DOCUMENT SEGMENT section start

Unguided LLM Debate: 3× Token Cost, Lower Accuracy
Three independently-authored arXiv papers published on May 5 deliver a unified verdict against unguided multi-agent LLM debate: it consistently matches or underperforms isolated self-correction on accuracy while consuming 2.1–3.4× more tokens. The findings directly challenge the widespread "council of agents" assumption — that peer review among LLMs filters errors rather than amplifying them.
What the Source Actually Says
"The Cost of Consensus" (Bertalanič & Fortuna, arXiv:2605.00914) ran teams of 10 homogeneous agents — Qwen2.5-7B, Llama-3.1-8B, and Ministral-3-8B — through 3 debate rounds on GSM-Hard and MMLU-Hard. The study isolates three measurable failure pathways. Sycophantic conformity: agents uncritically adopt majority answers, with modal adoption reaching 85.5%. Contextual fragility: peer rationales destabilize previously correct reasoning, with vulnerability rates up to 70%. Consensus collapse: plurality voting discards answers already present in the pool, with an oracle gap of up to 32.3 percentage points — meaning the correct answer existed but got voted out. A critical counter-intuitive finding: conformity peaks at minimal peer exposure (K=2) and intensifies with greater initial diversity. The cheapest debate topology is the most damaging. Token cost reaches up to 28,631 per problem versus far less for self-correction.

DOCUMENT SEGMENT section end
RECORDED INFORMATION section start

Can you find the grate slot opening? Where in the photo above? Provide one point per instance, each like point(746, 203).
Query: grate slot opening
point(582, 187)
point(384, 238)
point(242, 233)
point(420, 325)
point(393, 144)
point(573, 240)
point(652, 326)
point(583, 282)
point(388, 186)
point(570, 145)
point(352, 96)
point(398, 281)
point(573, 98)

RECORDED INFORMATION section end

REQUIRED TASKS →
a) In the article above on unguided LLM debate, rewrite the passage from "Unguided LLM Debate: 3×" to "than amplifying them.", changing "self-correction" to "self-refinement".
b) According to the article above on unguided LLM debate, which two benchmarks did "The Cost of Consensus" use for its agent teams?

EXERCISE RESPONSES →
a)
Unguided LLM Debate: 3× Token Cost, Lower Accuracy
Three independently-authored arXiv papers published on May 5 deliver a unified verdict against unguided multi-agent LLM debate: it consistently matches or underperforms isolated self-refinement on accuracy while consuming 2.1–3.4× more tokens. The findings directly challenge the widespread "council of agents" assumption — that peer review among LLMs filters errors rather than amplifying them.

b) GSM-Hard and MMLU-Hard.